▶ [Source data]
## START

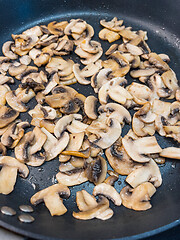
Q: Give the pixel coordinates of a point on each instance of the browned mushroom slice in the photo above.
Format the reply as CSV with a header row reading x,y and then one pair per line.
x,y
118,63
138,198
6,49
107,191
102,206
8,173
110,36
54,146
114,24
57,28
148,172
140,149
171,152
96,170
13,134
52,197
114,110
90,107
107,130
119,160
72,177
7,115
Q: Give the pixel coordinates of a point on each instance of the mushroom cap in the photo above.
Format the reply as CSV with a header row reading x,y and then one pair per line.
x,y
90,107
14,163
109,192
148,172
171,152
7,115
138,198
138,149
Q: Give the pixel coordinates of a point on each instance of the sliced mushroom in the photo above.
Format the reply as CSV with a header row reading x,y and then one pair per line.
x,y
119,160
114,110
90,107
7,115
171,152
8,173
52,197
106,130
6,49
54,146
149,172
96,170
138,198
109,192
140,149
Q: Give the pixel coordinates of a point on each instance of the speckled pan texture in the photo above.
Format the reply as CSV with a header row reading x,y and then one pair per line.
x,y
161,20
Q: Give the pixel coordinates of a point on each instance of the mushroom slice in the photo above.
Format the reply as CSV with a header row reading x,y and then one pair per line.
x,y
13,134
101,208
140,149
7,115
118,63
73,177
114,25
119,160
114,110
138,198
54,146
106,130
6,49
171,152
149,172
110,36
100,78
109,192
8,173
87,71
96,170
3,90
57,28
90,107
52,197
63,122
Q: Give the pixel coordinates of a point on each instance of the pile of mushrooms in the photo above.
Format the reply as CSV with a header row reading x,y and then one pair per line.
x,y
77,130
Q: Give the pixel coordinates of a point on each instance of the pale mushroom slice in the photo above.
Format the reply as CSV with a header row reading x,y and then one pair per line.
x,y
89,70
138,199
8,173
13,134
114,25
63,122
75,143
7,51
110,36
72,177
7,115
53,198
96,170
170,152
107,131
119,159
90,107
149,172
118,63
109,192
117,111
101,208
140,149
54,146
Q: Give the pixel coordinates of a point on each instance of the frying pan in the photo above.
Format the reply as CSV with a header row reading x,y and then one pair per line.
x,y
161,20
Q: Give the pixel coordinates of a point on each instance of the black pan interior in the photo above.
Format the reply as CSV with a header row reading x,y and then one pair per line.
x,y
160,19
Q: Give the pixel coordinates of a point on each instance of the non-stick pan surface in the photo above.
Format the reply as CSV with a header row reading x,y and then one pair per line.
x,y
161,20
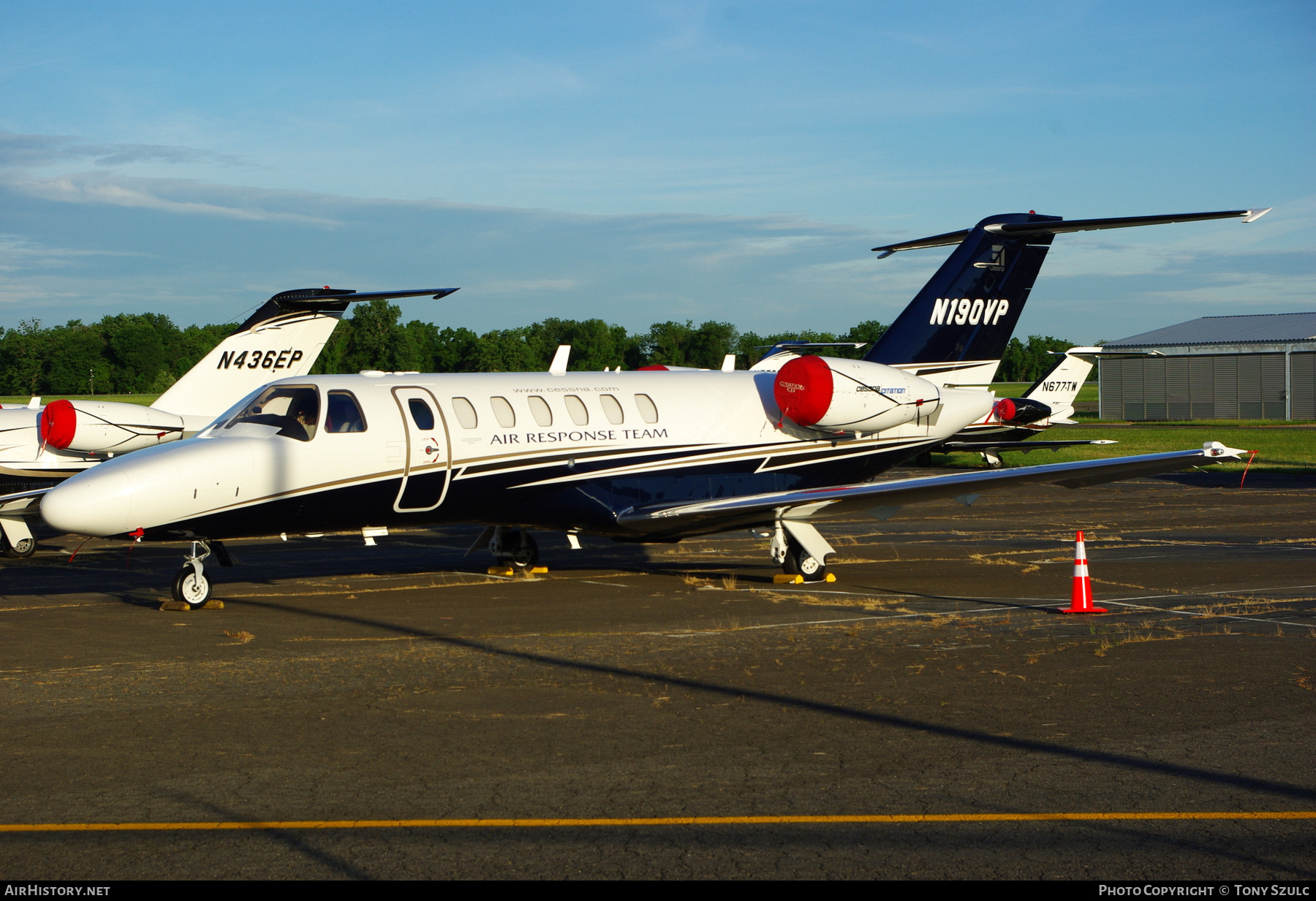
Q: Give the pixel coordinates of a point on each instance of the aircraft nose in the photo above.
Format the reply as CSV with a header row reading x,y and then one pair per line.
x,y
90,504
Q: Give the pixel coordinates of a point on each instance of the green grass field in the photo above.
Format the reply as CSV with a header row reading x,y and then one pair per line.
x,y
145,400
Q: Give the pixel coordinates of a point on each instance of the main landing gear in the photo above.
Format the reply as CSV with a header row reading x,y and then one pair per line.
x,y
515,547
801,550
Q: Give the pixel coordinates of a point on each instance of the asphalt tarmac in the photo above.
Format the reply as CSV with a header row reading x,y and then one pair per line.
x,y
361,685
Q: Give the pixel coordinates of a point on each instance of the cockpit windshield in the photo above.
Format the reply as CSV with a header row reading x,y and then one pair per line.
x,y
295,409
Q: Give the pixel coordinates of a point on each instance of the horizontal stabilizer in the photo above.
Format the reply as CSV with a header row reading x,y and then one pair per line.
x,y
1026,229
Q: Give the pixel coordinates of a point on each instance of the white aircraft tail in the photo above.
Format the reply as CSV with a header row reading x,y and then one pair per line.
x,y
1059,386
283,338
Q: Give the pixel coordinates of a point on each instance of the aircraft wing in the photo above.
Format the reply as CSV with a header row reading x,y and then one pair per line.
x,y
20,501
1019,445
883,499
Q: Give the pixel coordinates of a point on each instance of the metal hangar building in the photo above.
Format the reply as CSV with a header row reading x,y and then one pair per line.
x,y
1217,368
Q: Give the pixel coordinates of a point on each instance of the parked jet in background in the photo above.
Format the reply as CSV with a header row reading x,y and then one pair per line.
x,y
39,444
1013,421
640,457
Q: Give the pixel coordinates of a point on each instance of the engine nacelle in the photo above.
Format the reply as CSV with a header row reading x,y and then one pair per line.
x,y
839,395
105,427
1020,411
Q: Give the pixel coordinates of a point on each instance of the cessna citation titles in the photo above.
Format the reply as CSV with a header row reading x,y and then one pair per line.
x,y
640,457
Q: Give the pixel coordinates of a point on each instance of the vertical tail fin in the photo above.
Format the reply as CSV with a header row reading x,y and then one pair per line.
x,y
1059,386
967,311
283,338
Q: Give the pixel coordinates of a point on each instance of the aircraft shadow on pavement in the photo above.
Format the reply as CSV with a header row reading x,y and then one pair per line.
x,y
1005,742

## END

▶ [Do this]
Make an exact copy of every record, pictures excluded.

▶ [Right answer]
Q: Give the pixel coordinates of a point on each instance of the browned mushroom slice in the photo above.
Format the reply as CSV with a header row reading x,y and then one pair per line.
x,y
118,63
138,198
6,49
107,191
102,206
8,173
110,36
54,146
114,24
57,28
148,172
140,149
171,152
96,170
13,134
52,197
114,110
90,107
107,130
119,160
72,177
7,115
Q: Give the pixel coordinates of a point on each instance of the mushroom cap in the photo above.
Format the reply as CSV with a header row reading x,y and then one pair per line.
x,y
90,107
14,163
109,192
148,172
171,152
7,115
138,198
138,149
Q: Give the pixel coordinates of a point on each instance of the sliced mushroom in the photo above.
Format the reply as CSV with a header row reading x,y and then one pair per line.
x,y
119,160
114,110
90,107
7,115
171,152
8,173
52,197
106,130
6,49
54,146
149,172
96,170
138,198
109,192
140,149
Q: Give the pixel coordinates of a point on each instance of the speckled pan texture in the photo above.
Format the reply as CSV with a header row reading x,y and then one pair per line.
x,y
161,20
Q: Give the pixel coordinates of a point on each instance of the mushroom slice in the photo above.
Format the reply as CSV with a header row reading x,y and then one pair per line.
x,y
13,134
101,208
140,149
7,115
118,63
73,177
114,25
119,160
114,110
138,198
54,146
106,130
6,49
171,152
149,172
110,36
100,78
109,192
8,173
87,71
96,170
3,90
57,28
90,107
52,197
63,122
Q: Give the pixel coordinates of a point on each instance of the pile of mushrooms in the photo above.
Format the reply as CSV with a header row reading x,y and then one pair per line.
x,y
77,130
Q: Give the pixel coordinates of a point on each instance of the pale mushroom slice in the photo above.
Format the reply as CSV with a header row reading x,y and then one pair per line.
x,y
89,70
138,199
8,173
13,134
114,25
63,122
75,143
7,51
110,36
72,177
7,115
53,198
96,170
170,152
107,131
119,159
90,107
149,172
118,63
109,192
117,111
101,208
140,149
54,146
Q: Give the pixel coordinates of a point on each instance of the frying pan in the photo above.
Format the reply as CSV with a header row reading x,y and then one pair per line.
x,y
161,20
Q: Give the pixel coordinates of a point on each instance of the black pan interior in the photo above.
Format the reply as CSV with a header row reading x,y and then one pair per line.
x,y
160,19
Q: Give the pixel coordinates of a point on each instance of the non-stick pan surface in the photo above.
Format the reply as CSV with a header row reading x,y and then one pair per line.
x,y
161,20
Q: Give the pixel coordinates of a point on each instance of the aircraft nose in the photo above.
Format the reply as CSV with a header row reading x,y and then one pair per line.
x,y
90,504
Q: Give the pixel coordinates of a point on each instance of the green grass field in the photo above.
Format the reply as CSV with a header row reading x,y and then one pair per line.
x,y
145,400
Q: Give the pixel coordinates of a point on each instance of the main landing gear in the photo above.
Format the reply as CSV with a header row reading x,y and then one pair per line.
x,y
515,547
801,550
Q: Give the pixel coordinates of a point on each instance of the asphalt tarmac in the photo above.
Format the reply as CSV with a header row reading x,y and then one pair per line.
x,y
361,685
Q: Give the pixel coordinates of a point on each instance of the cockpit windshield in the photo above.
Format the reply as CSV with a header row reading x,y and then one pair per line.
x,y
295,409
Q: Give the pixel coordinates of a point on each instance of the horizontal stabilizer in the photo above.
Format the reply as CSV with a header row reading x,y and then one pair per line.
x,y
1026,229
Q: Give the pixel coordinates of a point on each instance of the white aircraft tail in the photo above.
Format the reply as CSV with a header row reading x,y and then one pair per line.
x,y
1059,386
283,338
Q: Give the pixel coordinates of a point on each instance of the aircraft wing in the photo above.
Format the reply as CSV with a header row reading x,y and then one pair per line.
x,y
20,501
1019,445
883,499
Q: Give the pixel coordinates of a point on each instance of the metal hangar building in the photo above.
Format the reply as CSV with a header row reading x,y and then one pair per line.
x,y
1217,368
Q: Give the pixel coordinates of a point on each instance of the parked jet in background in the photo above.
Format the reply as CSV with a header row reading x,y and then one pair per line.
x,y
39,444
1013,421
640,457
Q: Give the pixel coordinates of a point on each instance of the engine nacelle in the photo above.
Format the reply as CSV with a header row reading x,y and then one pair per line.
x,y
839,395
105,427
1020,411
Q: Give the pixel coordinates of a point on each instance of the cessna citation titles in the photo above.
Format the reply as CSV with a header row reading x,y and then one pair per line.
x,y
640,457
Q: Give the pixel coordinates of a point on each instance of the vertical tail fin in the photo above.
Format the reply as CSV with a header row reading x,y and then one pair per line.
x,y
1059,386
967,311
283,338
Q: Give the pixel coordinates of a point on each instance of the aircraft shadow on pavement in the photo above.
Format the reply as CSV with a header row reading x,y and then one pair per line.
x,y
1005,742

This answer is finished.